Lay out as a Markdown table, with columns headed "Row" and "Text", only the lines from the first one through the line that contains "0, 31, 450, 299", both included. Number each row, omit blank lines, and leave the pictures out.
--- Begin WORKING DATA ---
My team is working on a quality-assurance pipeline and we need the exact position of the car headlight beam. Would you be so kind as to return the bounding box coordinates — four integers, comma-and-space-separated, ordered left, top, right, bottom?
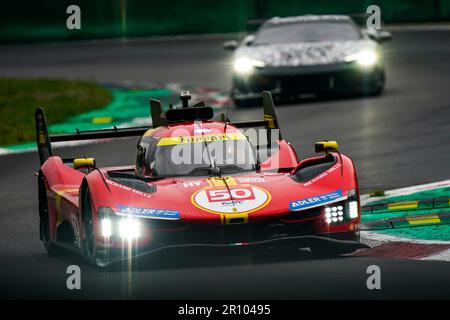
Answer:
323, 190, 359, 224
345, 50, 378, 68
100, 218, 112, 238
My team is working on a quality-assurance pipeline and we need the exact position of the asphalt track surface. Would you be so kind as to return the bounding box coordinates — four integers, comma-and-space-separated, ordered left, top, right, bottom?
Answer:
0, 31, 450, 299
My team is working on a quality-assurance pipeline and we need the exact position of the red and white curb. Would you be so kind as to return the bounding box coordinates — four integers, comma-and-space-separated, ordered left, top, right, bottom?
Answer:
353, 180, 450, 261
353, 241, 450, 261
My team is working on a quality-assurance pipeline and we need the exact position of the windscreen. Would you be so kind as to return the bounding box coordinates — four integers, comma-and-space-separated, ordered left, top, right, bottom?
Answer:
153, 140, 257, 176
252, 21, 362, 45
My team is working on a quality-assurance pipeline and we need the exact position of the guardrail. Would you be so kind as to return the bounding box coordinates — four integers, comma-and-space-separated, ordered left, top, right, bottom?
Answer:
361, 197, 450, 214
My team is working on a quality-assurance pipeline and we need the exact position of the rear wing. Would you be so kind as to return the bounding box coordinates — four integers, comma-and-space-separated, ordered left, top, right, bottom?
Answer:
35, 91, 281, 165
35, 99, 166, 165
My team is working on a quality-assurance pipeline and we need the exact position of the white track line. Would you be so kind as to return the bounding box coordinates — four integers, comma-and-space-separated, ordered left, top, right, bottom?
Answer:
421, 249, 450, 261
361, 231, 450, 247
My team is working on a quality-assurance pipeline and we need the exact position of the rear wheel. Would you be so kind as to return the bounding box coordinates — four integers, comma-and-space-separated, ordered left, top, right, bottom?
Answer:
38, 174, 61, 256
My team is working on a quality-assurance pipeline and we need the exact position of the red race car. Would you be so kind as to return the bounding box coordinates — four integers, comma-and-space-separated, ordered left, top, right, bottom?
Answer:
36, 92, 364, 267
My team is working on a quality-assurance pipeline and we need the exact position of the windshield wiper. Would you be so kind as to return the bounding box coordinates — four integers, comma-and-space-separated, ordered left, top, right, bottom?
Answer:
216, 164, 244, 174
187, 166, 220, 176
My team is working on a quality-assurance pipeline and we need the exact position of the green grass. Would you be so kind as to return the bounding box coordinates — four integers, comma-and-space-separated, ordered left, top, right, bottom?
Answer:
0, 78, 112, 146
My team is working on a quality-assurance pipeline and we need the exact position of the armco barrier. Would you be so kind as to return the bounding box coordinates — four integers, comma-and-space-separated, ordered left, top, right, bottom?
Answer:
0, 0, 450, 41
362, 197, 450, 214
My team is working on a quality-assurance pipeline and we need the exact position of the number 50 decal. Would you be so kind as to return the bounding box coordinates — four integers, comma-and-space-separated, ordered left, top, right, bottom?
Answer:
206, 188, 255, 202
191, 185, 272, 214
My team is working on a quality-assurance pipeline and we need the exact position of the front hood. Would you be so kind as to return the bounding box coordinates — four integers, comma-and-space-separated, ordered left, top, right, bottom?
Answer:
105, 164, 354, 224
239, 39, 377, 67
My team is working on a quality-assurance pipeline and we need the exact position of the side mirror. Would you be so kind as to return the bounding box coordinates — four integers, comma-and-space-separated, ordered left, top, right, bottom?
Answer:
73, 158, 95, 169
314, 140, 339, 153
223, 40, 239, 51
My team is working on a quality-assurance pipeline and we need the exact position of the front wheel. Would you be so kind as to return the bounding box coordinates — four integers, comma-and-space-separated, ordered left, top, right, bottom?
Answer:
82, 188, 109, 267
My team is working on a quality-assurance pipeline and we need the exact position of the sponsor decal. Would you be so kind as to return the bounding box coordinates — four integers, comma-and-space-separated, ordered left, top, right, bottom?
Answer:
191, 185, 272, 214
117, 205, 180, 220
183, 181, 204, 188
289, 189, 342, 211
238, 177, 266, 183
157, 132, 247, 147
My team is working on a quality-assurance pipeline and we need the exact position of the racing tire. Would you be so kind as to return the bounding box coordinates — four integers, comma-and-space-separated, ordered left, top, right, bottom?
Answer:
82, 188, 109, 269
233, 99, 257, 108
369, 70, 386, 97
38, 174, 62, 257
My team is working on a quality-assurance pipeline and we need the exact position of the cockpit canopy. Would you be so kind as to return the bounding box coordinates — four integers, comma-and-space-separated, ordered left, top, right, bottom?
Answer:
136, 124, 258, 177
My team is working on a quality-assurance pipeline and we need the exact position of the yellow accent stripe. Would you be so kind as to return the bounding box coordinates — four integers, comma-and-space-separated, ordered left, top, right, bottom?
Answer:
264, 114, 275, 129
406, 215, 441, 225
91, 117, 112, 124
39, 131, 45, 144
157, 132, 246, 147
207, 177, 237, 187
388, 201, 419, 210
143, 129, 156, 137
224, 213, 248, 224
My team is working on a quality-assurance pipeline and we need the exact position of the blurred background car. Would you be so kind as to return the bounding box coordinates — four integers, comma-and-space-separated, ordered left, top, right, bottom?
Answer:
224, 15, 391, 106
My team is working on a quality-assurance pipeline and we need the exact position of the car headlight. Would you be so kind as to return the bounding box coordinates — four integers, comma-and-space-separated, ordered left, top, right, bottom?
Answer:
345, 50, 378, 68
119, 217, 141, 240
233, 57, 265, 74
323, 190, 359, 224
98, 207, 141, 240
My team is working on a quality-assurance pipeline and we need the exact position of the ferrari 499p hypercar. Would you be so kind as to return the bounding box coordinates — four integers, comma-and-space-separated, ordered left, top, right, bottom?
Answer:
36, 92, 363, 266
224, 15, 390, 106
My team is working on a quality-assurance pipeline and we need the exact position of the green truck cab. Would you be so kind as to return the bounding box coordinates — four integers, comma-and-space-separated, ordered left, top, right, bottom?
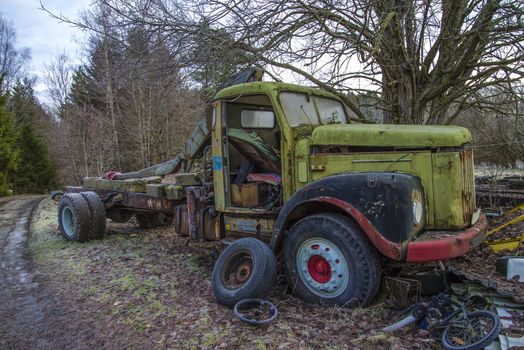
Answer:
207, 82, 486, 303
58, 81, 487, 306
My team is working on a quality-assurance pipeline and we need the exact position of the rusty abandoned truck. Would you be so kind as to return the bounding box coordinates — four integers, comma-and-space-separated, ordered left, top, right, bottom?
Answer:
58, 70, 487, 306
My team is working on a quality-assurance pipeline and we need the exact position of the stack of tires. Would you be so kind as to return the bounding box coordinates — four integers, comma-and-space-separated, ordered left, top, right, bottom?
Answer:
58, 192, 106, 242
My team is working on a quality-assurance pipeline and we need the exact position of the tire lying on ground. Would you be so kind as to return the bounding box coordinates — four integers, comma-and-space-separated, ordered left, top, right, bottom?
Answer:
284, 213, 381, 306
211, 238, 277, 307
80, 191, 106, 239
58, 193, 91, 242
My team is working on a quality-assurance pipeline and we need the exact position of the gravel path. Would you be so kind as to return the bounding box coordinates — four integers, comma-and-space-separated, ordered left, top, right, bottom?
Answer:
0, 196, 93, 349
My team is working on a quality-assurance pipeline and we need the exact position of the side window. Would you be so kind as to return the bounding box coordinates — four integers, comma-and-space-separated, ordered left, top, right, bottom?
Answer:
240, 109, 275, 129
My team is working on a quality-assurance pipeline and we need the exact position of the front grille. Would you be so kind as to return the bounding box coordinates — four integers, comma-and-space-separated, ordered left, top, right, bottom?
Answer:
459, 148, 475, 223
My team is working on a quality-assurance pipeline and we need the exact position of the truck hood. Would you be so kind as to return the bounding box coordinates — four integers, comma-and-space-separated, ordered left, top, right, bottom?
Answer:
311, 124, 471, 147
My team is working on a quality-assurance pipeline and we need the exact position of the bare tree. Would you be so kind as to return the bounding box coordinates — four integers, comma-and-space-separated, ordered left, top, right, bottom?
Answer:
0, 15, 30, 93
46, 0, 524, 124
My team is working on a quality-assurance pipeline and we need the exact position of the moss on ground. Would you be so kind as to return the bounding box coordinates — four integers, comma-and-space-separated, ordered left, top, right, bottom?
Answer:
29, 199, 429, 350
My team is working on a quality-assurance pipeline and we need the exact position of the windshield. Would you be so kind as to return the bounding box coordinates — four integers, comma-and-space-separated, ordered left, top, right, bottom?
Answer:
280, 92, 347, 127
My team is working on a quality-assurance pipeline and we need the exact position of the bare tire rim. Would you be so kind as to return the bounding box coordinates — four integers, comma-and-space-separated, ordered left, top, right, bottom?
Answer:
297, 238, 349, 298
221, 252, 254, 289
62, 207, 75, 237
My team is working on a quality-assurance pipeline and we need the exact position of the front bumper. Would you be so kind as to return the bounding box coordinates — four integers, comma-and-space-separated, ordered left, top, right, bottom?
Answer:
406, 214, 488, 263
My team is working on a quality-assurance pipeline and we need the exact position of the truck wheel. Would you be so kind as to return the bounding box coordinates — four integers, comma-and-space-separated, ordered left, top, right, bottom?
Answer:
211, 238, 277, 307
284, 213, 381, 306
58, 193, 91, 242
80, 192, 106, 239
135, 213, 172, 228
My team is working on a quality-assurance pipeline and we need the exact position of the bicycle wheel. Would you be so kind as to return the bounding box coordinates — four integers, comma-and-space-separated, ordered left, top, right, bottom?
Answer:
442, 310, 500, 350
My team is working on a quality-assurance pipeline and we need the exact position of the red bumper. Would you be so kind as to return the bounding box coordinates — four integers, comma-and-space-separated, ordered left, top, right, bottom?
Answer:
406, 214, 488, 262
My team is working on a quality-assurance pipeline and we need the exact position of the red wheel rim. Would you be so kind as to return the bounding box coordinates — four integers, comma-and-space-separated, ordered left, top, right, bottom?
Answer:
307, 255, 332, 283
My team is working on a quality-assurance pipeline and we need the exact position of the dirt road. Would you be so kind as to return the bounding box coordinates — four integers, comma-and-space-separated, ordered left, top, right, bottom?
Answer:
0, 197, 424, 350
0, 196, 96, 349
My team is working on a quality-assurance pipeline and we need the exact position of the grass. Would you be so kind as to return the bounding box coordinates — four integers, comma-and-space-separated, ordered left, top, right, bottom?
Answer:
29, 200, 427, 350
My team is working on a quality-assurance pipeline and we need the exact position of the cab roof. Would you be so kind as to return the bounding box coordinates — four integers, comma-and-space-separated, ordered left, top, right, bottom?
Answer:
214, 81, 340, 101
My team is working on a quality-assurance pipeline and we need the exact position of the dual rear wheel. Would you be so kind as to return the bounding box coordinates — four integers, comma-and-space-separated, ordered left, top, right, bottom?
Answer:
58, 192, 106, 242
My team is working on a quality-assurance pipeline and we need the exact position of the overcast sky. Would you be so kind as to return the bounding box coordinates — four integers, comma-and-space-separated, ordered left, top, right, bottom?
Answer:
0, 0, 92, 102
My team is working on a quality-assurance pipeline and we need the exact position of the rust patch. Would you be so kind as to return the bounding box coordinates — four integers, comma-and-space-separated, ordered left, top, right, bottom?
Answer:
316, 197, 402, 260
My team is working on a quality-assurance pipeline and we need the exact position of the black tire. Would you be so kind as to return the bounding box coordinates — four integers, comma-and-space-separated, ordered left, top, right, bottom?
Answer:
80, 192, 106, 239
442, 310, 500, 350
135, 213, 173, 228
211, 238, 277, 307
58, 193, 91, 242
284, 213, 382, 306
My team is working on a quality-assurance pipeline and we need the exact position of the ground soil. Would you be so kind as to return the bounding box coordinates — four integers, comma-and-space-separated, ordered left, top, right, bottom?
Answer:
0, 197, 440, 349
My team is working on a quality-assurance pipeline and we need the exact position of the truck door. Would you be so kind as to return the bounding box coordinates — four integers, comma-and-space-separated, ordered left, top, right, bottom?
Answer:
211, 101, 227, 212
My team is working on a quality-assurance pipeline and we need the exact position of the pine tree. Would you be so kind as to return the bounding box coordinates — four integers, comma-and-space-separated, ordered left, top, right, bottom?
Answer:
8, 80, 56, 193
0, 91, 19, 196
14, 123, 56, 193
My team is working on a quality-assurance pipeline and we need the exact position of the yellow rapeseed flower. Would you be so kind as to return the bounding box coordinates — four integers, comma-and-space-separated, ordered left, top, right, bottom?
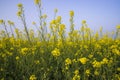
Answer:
56, 16, 61, 23
101, 58, 108, 64
17, 11, 22, 17
94, 70, 100, 76
74, 69, 79, 75
85, 69, 90, 75
82, 20, 86, 24
54, 9, 58, 13
65, 58, 72, 65
0, 19, 4, 24
15, 56, 20, 60
34, 0, 41, 5
43, 14, 47, 19
51, 48, 60, 57
116, 25, 120, 29
17, 3, 23, 8
92, 60, 101, 68
29, 75, 37, 80
69, 11, 74, 17
21, 47, 29, 55
60, 24, 65, 31
79, 57, 88, 64
72, 75, 80, 80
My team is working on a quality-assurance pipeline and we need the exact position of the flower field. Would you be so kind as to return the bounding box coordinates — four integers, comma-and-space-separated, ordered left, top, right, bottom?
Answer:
0, 0, 120, 80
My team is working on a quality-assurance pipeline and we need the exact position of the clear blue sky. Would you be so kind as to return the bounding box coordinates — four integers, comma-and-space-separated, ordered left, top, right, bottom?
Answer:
0, 0, 120, 31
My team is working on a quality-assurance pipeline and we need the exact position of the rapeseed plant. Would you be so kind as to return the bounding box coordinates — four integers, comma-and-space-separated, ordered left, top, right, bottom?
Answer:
0, 0, 120, 80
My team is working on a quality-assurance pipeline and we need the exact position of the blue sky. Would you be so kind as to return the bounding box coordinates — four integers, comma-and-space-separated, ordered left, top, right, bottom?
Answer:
0, 0, 120, 31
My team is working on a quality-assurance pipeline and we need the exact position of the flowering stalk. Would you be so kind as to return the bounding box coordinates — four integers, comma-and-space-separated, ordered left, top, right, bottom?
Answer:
69, 11, 74, 40
0, 20, 9, 37
17, 4, 31, 42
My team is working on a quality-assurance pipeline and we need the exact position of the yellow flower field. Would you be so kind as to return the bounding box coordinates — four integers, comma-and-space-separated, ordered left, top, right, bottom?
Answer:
0, 0, 120, 80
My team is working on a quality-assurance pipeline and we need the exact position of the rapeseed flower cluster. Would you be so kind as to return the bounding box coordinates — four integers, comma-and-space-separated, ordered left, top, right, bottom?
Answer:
0, 0, 120, 80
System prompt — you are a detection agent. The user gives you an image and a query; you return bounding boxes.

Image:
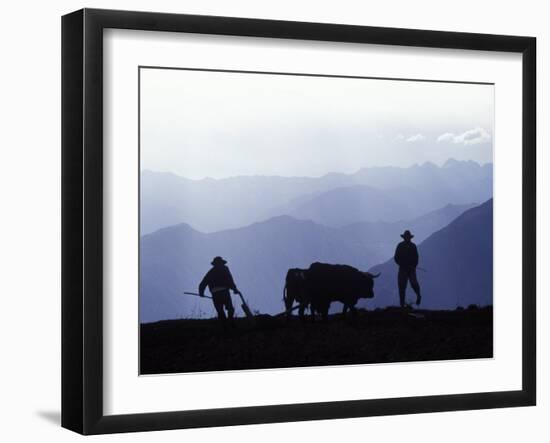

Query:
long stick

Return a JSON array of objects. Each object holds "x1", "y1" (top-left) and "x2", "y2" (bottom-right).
[{"x1": 184, "y1": 292, "x2": 212, "y2": 299}]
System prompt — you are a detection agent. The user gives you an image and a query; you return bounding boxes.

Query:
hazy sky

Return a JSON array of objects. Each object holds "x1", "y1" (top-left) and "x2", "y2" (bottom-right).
[{"x1": 141, "y1": 69, "x2": 494, "y2": 179}]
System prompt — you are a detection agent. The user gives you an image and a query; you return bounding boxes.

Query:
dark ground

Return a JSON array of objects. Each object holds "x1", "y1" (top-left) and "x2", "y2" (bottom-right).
[{"x1": 140, "y1": 307, "x2": 493, "y2": 374}]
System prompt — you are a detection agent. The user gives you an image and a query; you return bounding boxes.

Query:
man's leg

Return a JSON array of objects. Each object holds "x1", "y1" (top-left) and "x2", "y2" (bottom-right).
[
  {"x1": 409, "y1": 269, "x2": 422, "y2": 305},
  {"x1": 397, "y1": 268, "x2": 407, "y2": 308}
]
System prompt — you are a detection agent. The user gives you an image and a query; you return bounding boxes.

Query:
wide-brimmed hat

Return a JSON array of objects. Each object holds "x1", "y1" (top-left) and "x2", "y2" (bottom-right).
[{"x1": 210, "y1": 255, "x2": 227, "y2": 266}]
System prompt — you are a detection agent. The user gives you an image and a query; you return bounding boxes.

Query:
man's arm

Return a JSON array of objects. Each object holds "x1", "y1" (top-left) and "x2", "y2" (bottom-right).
[
  {"x1": 226, "y1": 268, "x2": 239, "y2": 294},
  {"x1": 412, "y1": 244, "x2": 418, "y2": 268},
  {"x1": 393, "y1": 244, "x2": 401, "y2": 266},
  {"x1": 199, "y1": 271, "x2": 210, "y2": 297}
]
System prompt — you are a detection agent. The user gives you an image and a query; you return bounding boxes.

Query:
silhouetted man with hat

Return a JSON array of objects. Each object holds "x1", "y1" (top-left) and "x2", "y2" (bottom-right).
[
  {"x1": 393, "y1": 230, "x2": 422, "y2": 308},
  {"x1": 199, "y1": 257, "x2": 240, "y2": 323}
]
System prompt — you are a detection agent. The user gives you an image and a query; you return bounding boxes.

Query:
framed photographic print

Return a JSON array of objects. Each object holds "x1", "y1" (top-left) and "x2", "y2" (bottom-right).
[{"x1": 62, "y1": 9, "x2": 536, "y2": 434}]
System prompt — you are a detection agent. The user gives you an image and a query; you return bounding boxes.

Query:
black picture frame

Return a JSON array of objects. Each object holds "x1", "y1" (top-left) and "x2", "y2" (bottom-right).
[{"x1": 62, "y1": 9, "x2": 536, "y2": 434}]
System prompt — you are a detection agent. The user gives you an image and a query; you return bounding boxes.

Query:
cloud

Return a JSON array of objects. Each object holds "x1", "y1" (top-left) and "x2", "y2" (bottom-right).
[
  {"x1": 407, "y1": 134, "x2": 426, "y2": 143},
  {"x1": 437, "y1": 127, "x2": 491, "y2": 146}
]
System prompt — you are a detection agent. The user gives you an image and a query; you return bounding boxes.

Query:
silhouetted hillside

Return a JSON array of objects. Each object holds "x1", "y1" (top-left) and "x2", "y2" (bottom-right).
[
  {"x1": 140, "y1": 308, "x2": 493, "y2": 374},
  {"x1": 371, "y1": 199, "x2": 493, "y2": 309}
]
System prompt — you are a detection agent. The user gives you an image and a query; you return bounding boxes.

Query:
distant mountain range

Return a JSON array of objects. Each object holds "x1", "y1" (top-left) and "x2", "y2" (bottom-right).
[
  {"x1": 367, "y1": 199, "x2": 493, "y2": 309},
  {"x1": 140, "y1": 159, "x2": 493, "y2": 235},
  {"x1": 140, "y1": 201, "x2": 492, "y2": 322}
]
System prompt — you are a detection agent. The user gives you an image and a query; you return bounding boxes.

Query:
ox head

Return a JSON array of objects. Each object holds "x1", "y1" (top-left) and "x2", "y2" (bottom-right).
[{"x1": 360, "y1": 272, "x2": 380, "y2": 298}]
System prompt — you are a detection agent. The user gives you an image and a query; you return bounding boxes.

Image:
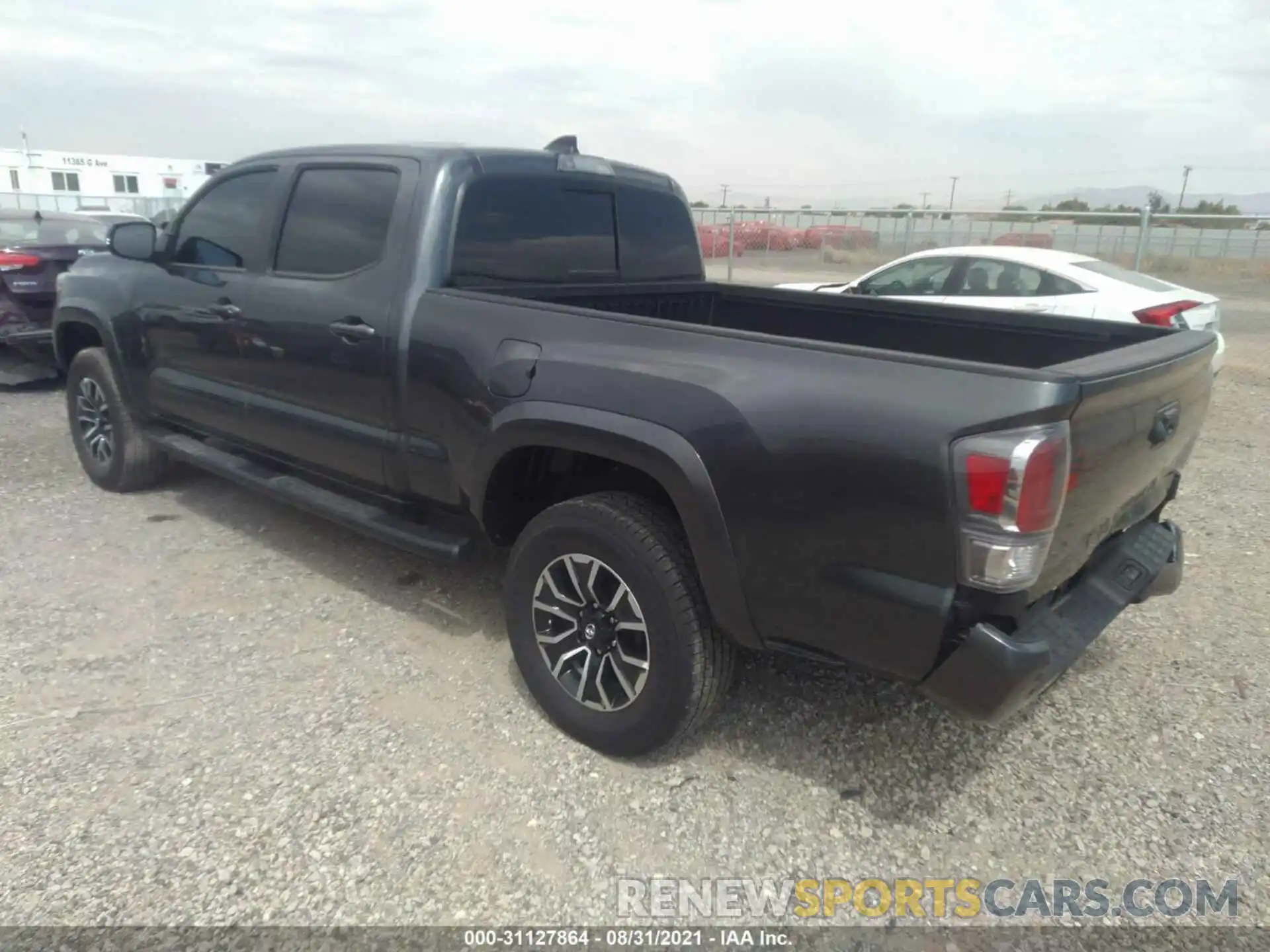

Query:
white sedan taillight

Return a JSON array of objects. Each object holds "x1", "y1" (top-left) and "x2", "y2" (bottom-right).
--- End WORKING DATA ---
:: WRITTEN ANSWER ::
| Row | Text |
|---|---|
| 1 | My team is working on a quality-assurance pipeline and we need the exact position of the car headlight beam. Would you be so kind as to return the bounding box coordinates — four integers, comma-and-space-separated, ordered left, top, right, bottom? |
| 2 | Answer: |
| 3 | 323, 190, 359, 224 |
| 4 | 345, 50, 378, 68 |
| 5 | 100, 218, 112, 238 |
| 6 | My team is working on a quality-assurance pipeline and we need the exact position of the asphalt track surface. Would you be so kind as to return the bounding box coordinates — four integers, comma-and-space-separated, ordered left, top, right, bottom? |
| 7 | Answer: |
| 8 | 0, 31, 450, 299 |